# [Your assignment]
Each entry below is to be transcribed exactly; pictures are not copied.

# [Raw data]
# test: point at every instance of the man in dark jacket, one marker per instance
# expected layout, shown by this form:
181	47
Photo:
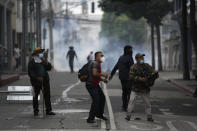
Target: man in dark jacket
143	76
39	77
123	65
92	84
71	55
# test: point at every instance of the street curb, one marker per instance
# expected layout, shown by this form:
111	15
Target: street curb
184	87
9	79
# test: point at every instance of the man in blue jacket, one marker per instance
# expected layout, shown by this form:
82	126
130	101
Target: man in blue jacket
123	65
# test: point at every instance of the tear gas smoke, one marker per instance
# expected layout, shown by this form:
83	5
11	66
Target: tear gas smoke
84	37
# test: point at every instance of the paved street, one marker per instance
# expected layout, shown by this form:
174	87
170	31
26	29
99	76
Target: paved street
173	108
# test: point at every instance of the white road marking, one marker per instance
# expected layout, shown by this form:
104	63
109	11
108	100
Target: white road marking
71	111
65	92
192	124
167	113
111	115
188	105
146	126
171	126
103	124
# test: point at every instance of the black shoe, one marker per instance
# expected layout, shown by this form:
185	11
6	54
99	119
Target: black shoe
36	114
50	113
128	118
91	121
124	109
103	118
150	119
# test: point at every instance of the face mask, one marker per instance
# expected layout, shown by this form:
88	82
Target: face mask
102	59
141	61
41	56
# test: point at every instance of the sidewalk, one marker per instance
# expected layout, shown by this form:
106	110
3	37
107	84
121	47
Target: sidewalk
175	78
8	78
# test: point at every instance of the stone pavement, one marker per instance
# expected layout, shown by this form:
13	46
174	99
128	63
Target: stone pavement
176	79
8	78
71	109
173	109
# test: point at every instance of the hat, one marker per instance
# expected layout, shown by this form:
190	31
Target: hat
37	51
138	55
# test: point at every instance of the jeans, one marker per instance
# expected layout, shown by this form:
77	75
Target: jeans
146	98
98	101
47	96
126	92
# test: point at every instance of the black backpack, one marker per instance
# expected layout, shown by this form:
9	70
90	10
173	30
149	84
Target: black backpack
83	73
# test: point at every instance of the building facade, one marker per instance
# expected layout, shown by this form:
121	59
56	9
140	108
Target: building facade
6	34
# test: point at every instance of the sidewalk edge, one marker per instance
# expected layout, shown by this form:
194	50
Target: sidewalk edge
184	87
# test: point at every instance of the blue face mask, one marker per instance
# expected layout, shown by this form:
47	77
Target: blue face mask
141	61
41	56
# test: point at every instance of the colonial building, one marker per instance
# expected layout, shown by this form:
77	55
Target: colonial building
173	44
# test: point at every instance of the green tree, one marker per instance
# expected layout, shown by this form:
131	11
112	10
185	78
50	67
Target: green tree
122	29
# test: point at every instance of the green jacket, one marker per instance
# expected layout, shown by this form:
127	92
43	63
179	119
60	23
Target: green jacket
141	70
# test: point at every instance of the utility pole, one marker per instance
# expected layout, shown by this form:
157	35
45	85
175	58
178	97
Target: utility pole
38	22
24	34
51	23
186	73
153	46
31	9
160	67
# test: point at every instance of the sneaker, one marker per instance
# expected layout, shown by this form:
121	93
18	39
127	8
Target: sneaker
36	114
91	121
124	109
50	113
103	118
150	119
128	118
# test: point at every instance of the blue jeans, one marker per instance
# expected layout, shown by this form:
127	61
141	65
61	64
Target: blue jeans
98	101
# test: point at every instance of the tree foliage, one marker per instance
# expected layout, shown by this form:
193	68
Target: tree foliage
152	10
122	29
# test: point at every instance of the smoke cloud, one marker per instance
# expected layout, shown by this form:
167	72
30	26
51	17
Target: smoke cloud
84	37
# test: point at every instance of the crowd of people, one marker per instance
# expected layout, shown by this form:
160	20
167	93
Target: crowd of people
136	80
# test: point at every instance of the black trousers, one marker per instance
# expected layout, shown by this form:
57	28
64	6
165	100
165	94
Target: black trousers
98	101
71	64
126	92
47	96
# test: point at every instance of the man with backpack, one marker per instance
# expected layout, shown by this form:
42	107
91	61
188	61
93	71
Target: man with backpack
123	65
71	55
143	76
38	68
93	79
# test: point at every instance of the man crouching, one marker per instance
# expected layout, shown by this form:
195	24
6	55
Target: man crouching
143	76
38	68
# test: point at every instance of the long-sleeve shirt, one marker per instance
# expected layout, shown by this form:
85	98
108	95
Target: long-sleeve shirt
123	65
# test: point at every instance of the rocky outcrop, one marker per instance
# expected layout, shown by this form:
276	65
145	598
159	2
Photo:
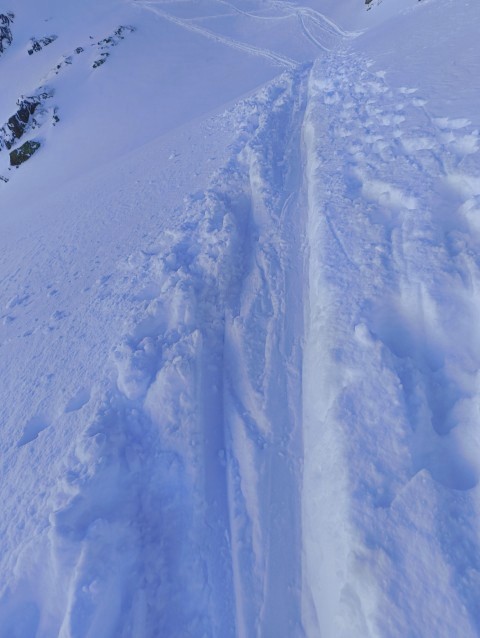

# [Response to this exercise]
# test: point at every instance of the man in dark jacket, one marker per instance
# expected layout, shown by this form:
181	47
Photo:
Target: man in dark jacket
143	76
39	77
123	65
92	84
71	55
# test: point at every instance of the street curb, one marker per instance
# expected layout, shown by this form:
111	15
Target: street curb
184	87
9	79
# test: point at every instance of the man in blue jacket, one marker per instance
# expected layout, shown by this form:
82	126
130	101
Target: man in blue jacket
123	65
# test: point at every instance of the tear gas smoke, one marker per instance
# expected layout, shown by this form:
83	5
11	66
Target: tear gas smoke
84	37
# test: point at every instance of the paved street, one marker per instance
# expected layout, shown by this form:
174	87
170	31
26	29
99	76
Target: paved street
173	108
# test: point at every instance of the white road marking, one marker per instance
# expected layout, shown by this form:
104	63
109	11
108	100
Target: white road marking
71	111
65	92
192	124
167	113
111	115
188	105
146	126
171	126
103	124
# test: point at every instance of the black shoe, one marker per instance
# expected layout, shown by this form:
185	11
6	54
99	119
Target: black shoe
36	114
50	113
128	118
91	121
124	109
103	118
150	119
# test: point at every instance of the face mask, one marker per instance
# expected layout, shown by this form:
88	82
Target: face mask
102	59
141	61
41	56
# test: point at every instance of the sidewalk, one marker per instance
# expected layout, shown by this form:
106	110
3	37
107	84
121	47
Target: sidewalk
175	78
8	78
# test: point at every instance of the stone pavement, one marker per instance
# expected layout, shown by this form:
13	46
174	99
128	63
Target: stone pavement
176	79
8	78
71	109
173	109
# test: point at every instance of the hat, one marker per instance
# expected layout, shown by this form:
190	31
Target: hat
37	51
138	55
# test: point at every instance of the jeans, one marker per instance
# expected layout, shown by this form:
77	75
Target: jeans
146	98
98	101
47	96
126	92
# test: point at every instance of the black backpack, one marker per instance
# expected layout, shown by this form:
9	70
90	10
173	30
149	84
Target: black backpack
83	73
# test: point at every instance of the building facade, one marker per instance
# expected layout, shown by this form:
121	59
56	9
140	108
Target: building facade
6	34
# test: point at every instance of the sidewalk edge, one marker per instance
# expected layout, shown by this form:
194	50
Target: sidewalk edge
184	87
# test: point at every instance of the blue face mask, one marker per instance
# expected layout, shown by this form:
47	77
Target: blue face mask
141	61
41	56
# test: point at every instance of the colonial building, one marker per instance
# expected layout, shown by this form:
77	55
Target: colonial building
173	44
# test: point at every instance of the green tree, one marker per instance
# expected layout, shown by this form:
131	11
112	10
185	78
50	67
Target: green tree
122	29
# test: point at every instance of the green jacket, one marker per instance
# expected layout, shown by this form:
127	92
43	63
179	119
60	23
Target: green jacket
141	70
# test: point at every instance of the utility pole, one marker per instance
# expected layout, shown by this form:
157	35
45	85
175	58
178	97
Target: utility pole
38	22
24	34
51	23
186	73
153	46
31	9
160	67
# test: point at every instance of the sneaker, one marker per instance
# expected layout, shown by this form:
121	93
18	39
127	8
Target: sneaker
36	114
91	121
124	109
50	113
103	118
150	119
128	118
# test: point at every instance of the blue jeans, one marker per instance
# expected layout, shown by this form:
127	61
141	65
61	64
Target: blue jeans
98	101
# test: point at every instance of the tree foliage, one marker per instance
# expected layout, shown by this form:
193	68
Target: tree foliage
152	10
122	29
# test: point at every instance of the smoke cloud, one marker per instance
# expected layout, shown by this form:
167	72
30	26
51	17
Target: smoke cloud
84	37
# test: point at every instance of the crowd of people, one marker per instance
# expected layout, shown by this form:
160	20
167	93
Target: crowd of people
136	80
# test: point at every instance of the black trousers, one marker per instance
# expected layout, shown by this form:
57	28
64	6
165	100
165	94
Target: black trousers
98	101
71	64
126	92
47	96
# test: point at every instance of the man with backpack, one marker per instance
# expected layout, shown by this form:
42	107
91	61
188	61
93	71
Target: man with backpack
123	65
71	55
143	76
38	68
93	79
# test: point at every instance of the man crouching, one marker per instance
# expected layout, shown by this form:
195	24
6	55
Target: man crouching
143	76
38	68
# test: point at every instance of the long-sleeve shirt, one marker per instance
# expected layout, shown by this form:
85	98
108	95
Target: long-sleeve shirt
123	65
# test: point at every instance of the rocky outcrop, one marker per instance
# expected layout, shown by this form:
276	65
145	598
159	2
Photo:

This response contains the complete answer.